Task set:
(1) In the text on the Swiss electric multiple unit, which electrification standard did the La Plaine - Geneva line use?
(2) Translate this sentence from the text on the Swiss electric multiple unit into Spanish: "The line was not electrified to Swiss standard, but to the southeastern French 1.5 kV DC standard, so most Swiss rolling stock could not be used."
(3) Write the next part of the text on the Swiss electric multiple unit, starting after its final sentence.

Document excerpt:
********

Swiss electric multiple unit

The BDe 4/4^{II} were motorcar electric multiple units built in the 1950s for the Swiss Federal Railway for service on the La Plaine - Geneva line. The line was not electrified to Swiss standard, but to the southeastern French 1.5 kV DC standard, so most Swiss rolling stock could not be used. They retired from operation in 1995.

==Background==

Geneva, lying in southwestern Switzerland, is linked by rail to the French national railway system. The links include main lines to Lyon, but also smaller lines to Annecy and, through France, to Saint-Gingolph and Saint-Maurice. Consequently, the SBB needed a way to cope with the regional French electrification standard of the time, 1.5 kV DC, for transport of French mainline trains from the French border to Geneva, as well as for excursion trains that ran to various local French destinations from Geneva itself. The BDe 4/4^{II} (then classified BFe 4/4^{II}) was the solution to this requirement, though it was a straightforward extension of available technology.

********

Dataset records:
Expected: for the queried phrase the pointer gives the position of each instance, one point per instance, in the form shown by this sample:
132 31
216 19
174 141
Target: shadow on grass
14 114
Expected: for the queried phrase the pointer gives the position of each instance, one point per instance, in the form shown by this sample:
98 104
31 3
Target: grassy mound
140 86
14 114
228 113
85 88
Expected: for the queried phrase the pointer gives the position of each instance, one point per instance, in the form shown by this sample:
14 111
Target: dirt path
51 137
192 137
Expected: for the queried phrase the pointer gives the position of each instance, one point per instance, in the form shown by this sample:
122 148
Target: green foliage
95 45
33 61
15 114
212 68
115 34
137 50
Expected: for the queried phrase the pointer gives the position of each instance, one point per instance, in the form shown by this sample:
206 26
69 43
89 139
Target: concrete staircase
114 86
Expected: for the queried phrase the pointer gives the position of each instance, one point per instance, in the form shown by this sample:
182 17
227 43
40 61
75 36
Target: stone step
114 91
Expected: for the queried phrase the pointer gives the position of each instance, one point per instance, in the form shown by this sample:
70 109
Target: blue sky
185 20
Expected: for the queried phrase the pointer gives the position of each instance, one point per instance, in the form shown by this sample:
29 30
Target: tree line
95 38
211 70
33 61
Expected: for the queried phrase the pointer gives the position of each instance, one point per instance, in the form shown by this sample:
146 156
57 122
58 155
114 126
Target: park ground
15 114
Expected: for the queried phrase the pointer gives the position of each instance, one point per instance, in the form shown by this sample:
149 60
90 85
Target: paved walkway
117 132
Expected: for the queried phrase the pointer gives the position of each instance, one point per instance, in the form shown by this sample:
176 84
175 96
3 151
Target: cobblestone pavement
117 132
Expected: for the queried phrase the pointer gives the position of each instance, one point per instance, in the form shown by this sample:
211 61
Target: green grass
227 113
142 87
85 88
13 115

********

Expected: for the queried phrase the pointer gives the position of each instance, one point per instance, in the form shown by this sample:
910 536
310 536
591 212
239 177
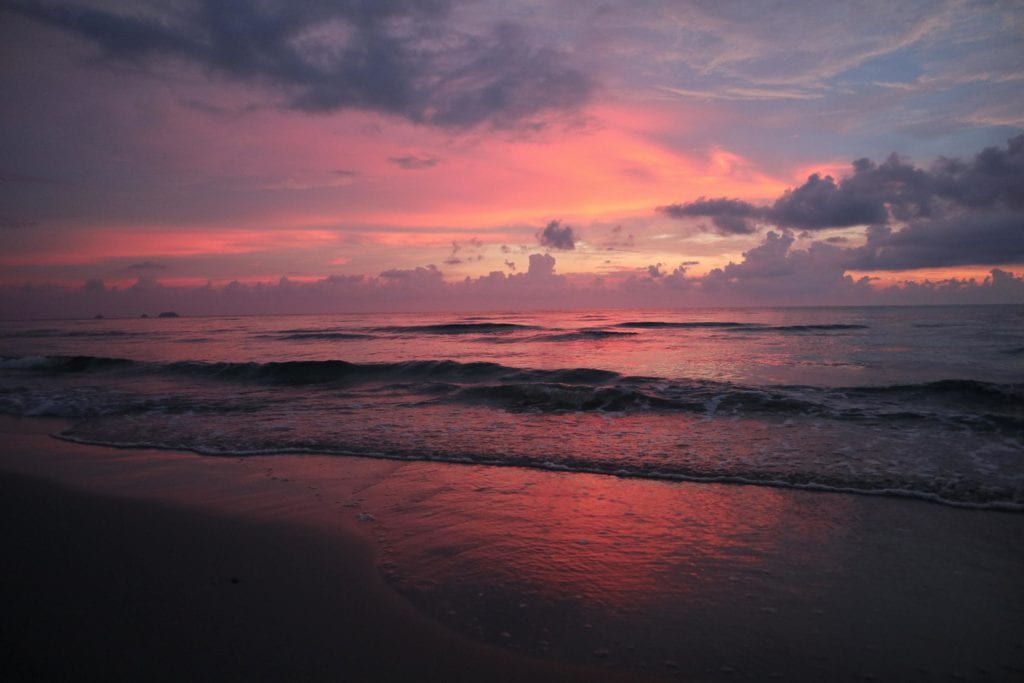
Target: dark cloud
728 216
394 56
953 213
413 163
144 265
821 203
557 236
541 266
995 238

********

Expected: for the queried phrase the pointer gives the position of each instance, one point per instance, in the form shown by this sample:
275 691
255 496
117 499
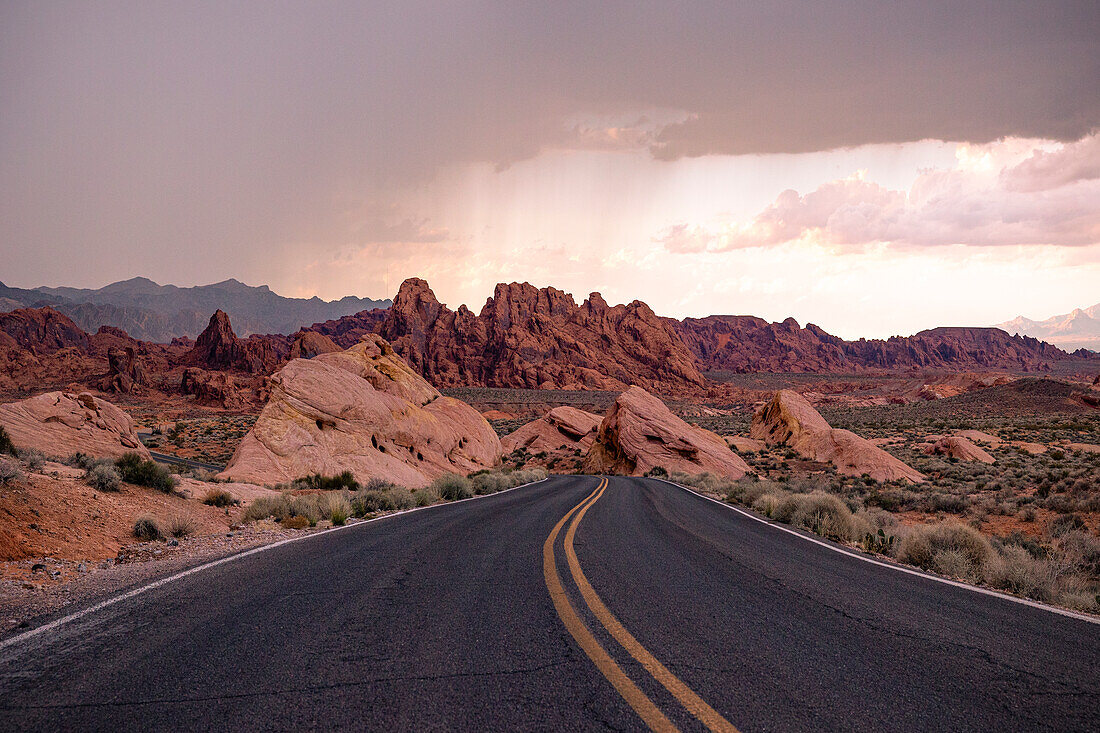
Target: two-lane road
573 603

********

Exercise responses:
(1) The southeastern French 1.5 kV DC standard.

(2) La línea no estaba electrificada según el estándar suizo, sino según el estándar del sureste de Francia de 1,5 kV CC, por lo que la mayor parte del material rodante suizo no podía utilizarse.

(3)
==Technical Characteristics==

The trainsets consisted of a power car and a driving trailer, serving as the ends to each train. They could be expanded by up to two additional light steel passenger cars with driving control lines passing through them. The pneumatic car doors were operated by switches in the driver's cabs. Floors of the drivers cabs and baggage compartment were oak. Departure could be signalled to the driver by the station manager via exterior buttons on the sides of the lead cars.

Each trainset had four bogies. They had type "R" (rapid) compressed air brakes acting on each bogie, and a manual brake located at the drivers' consoles that acted on the end bogies. There was also an electrical brake using roof-mounted resistor banks. Top speed was 100 km/h on gradients of 12‰ with a 120 t load, though they usually ran at 70 km/h due to the short distances involved. Loads up to 150 t were possible with the extra passenger cars.

The unpowered bogies on the driving trailer were identical to those used in the light steel passenger cars. The outermost axles of the railcar had graphite flange lubricators. The powered bogies had nose-mounted traction motors with a 1:3.94 gearing ratio to the axles. The motors could operate in series or series-parallel. Electrical braking was achieved by motor self-excitation assisted by the onboard generator.

The throttle was a wheel with settings to engage the motors in series at low speeds and then in series-parallel at higher speeds. Turning the wheel the opposite direction engaged the electrical brake with increasing force.

Control circuits operated at 36 V DC. They controlled the throttle's electropneumatic contactors for the throttle, and resistor sets for electrical braking.

The railcars were equipped with SNCF-standard safety systems for their use on French railways.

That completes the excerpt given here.